Job: Please tally the lines of the data below that contain the string "patch", treating case as significant, and reply with the number alone.

Record list:
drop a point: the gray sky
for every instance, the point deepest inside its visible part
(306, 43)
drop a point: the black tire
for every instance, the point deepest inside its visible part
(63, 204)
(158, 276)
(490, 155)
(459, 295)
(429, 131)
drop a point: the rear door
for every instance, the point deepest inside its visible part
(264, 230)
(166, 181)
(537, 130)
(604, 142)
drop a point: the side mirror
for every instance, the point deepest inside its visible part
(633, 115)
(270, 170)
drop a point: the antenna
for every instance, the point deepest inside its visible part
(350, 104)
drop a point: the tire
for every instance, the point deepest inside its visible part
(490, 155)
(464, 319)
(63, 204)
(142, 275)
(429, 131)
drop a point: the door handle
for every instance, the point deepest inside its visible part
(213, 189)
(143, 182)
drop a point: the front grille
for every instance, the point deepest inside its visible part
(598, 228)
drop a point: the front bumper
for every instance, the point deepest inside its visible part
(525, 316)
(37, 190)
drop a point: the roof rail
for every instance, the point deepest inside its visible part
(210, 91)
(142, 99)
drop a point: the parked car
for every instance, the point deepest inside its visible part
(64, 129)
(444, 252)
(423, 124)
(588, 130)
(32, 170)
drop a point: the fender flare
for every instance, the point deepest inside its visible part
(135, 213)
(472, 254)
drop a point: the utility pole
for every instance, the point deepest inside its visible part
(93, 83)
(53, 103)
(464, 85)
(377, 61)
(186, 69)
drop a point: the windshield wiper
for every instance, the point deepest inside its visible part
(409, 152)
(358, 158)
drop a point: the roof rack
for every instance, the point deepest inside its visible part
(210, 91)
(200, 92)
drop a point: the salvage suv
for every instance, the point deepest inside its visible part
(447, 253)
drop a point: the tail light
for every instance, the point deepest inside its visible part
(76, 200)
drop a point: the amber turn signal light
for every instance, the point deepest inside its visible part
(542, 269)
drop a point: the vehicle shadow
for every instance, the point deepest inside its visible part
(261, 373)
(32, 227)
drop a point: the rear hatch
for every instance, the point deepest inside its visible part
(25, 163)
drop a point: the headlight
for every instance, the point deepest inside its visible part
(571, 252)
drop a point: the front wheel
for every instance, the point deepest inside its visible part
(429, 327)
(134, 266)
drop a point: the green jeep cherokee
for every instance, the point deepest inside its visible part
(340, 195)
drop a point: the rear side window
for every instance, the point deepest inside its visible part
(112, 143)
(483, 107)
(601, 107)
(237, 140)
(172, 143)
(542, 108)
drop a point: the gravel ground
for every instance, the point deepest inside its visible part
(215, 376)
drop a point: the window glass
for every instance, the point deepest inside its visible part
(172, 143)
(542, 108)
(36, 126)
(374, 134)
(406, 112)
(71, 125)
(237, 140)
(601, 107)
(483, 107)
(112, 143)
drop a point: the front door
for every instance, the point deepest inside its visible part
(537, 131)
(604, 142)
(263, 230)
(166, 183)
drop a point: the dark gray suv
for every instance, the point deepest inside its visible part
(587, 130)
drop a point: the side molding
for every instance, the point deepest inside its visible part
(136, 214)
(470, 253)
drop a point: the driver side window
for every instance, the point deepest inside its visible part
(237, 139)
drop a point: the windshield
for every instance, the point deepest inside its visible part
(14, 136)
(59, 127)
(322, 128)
...
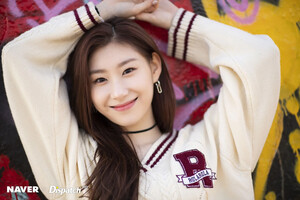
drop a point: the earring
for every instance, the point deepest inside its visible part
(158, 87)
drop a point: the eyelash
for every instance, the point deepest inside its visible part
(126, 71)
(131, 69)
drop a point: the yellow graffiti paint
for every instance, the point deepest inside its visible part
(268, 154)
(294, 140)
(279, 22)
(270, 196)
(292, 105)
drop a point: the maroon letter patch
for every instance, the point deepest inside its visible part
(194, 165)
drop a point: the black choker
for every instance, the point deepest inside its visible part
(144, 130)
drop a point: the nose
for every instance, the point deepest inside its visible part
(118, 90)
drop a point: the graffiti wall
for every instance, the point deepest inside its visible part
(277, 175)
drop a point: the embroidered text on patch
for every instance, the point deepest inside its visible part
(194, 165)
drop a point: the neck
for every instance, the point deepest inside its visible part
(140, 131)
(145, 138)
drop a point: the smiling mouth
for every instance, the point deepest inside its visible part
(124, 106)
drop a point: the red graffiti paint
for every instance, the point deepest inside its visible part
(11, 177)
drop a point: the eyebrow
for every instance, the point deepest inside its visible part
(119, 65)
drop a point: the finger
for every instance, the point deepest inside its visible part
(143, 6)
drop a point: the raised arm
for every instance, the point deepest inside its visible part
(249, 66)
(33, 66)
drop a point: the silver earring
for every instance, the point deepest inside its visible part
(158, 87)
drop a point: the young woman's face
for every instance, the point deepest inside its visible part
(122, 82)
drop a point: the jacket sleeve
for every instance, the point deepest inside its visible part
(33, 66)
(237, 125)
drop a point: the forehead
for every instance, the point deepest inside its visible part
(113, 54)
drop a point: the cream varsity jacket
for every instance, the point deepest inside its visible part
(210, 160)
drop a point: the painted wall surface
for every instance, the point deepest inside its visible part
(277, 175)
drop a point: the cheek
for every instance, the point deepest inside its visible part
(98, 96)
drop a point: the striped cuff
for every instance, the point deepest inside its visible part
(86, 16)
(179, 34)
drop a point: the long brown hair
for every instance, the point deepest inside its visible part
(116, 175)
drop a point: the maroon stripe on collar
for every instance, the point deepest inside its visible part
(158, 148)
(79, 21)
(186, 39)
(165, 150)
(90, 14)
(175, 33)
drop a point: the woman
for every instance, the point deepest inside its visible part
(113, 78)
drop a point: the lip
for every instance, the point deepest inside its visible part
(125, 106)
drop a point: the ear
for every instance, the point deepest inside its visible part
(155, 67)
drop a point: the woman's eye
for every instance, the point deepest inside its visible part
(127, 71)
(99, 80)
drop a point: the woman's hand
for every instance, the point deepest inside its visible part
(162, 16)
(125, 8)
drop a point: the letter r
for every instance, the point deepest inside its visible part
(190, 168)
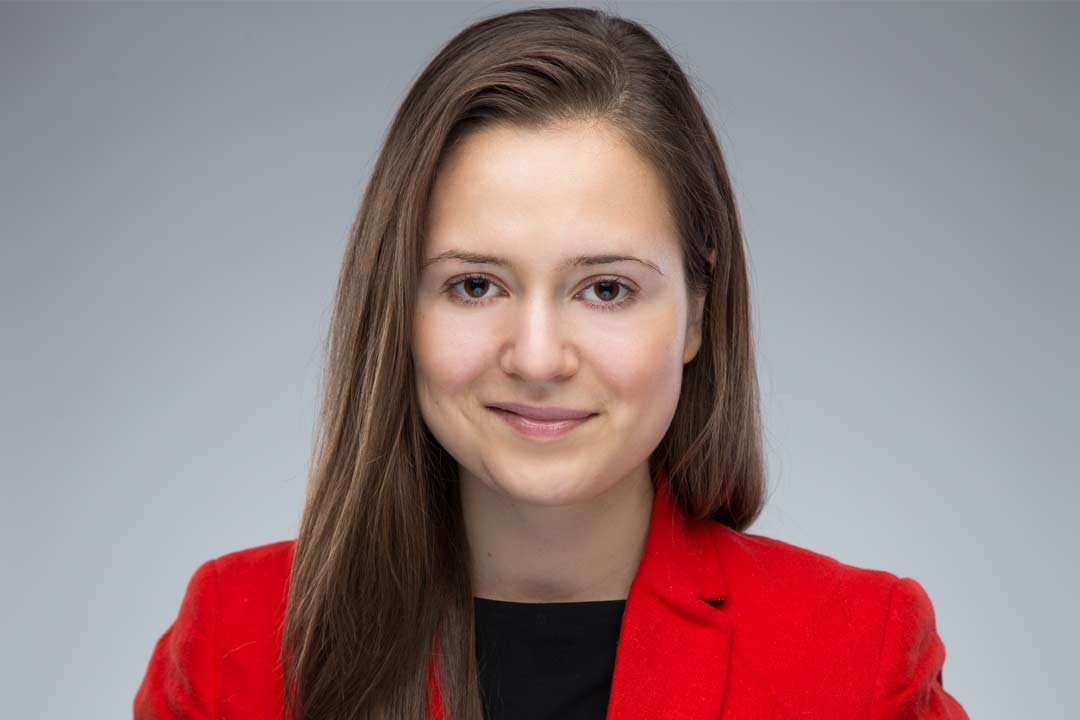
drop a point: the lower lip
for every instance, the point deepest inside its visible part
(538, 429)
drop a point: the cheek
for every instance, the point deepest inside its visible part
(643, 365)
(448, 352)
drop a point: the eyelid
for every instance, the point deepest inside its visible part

Result of this task: 2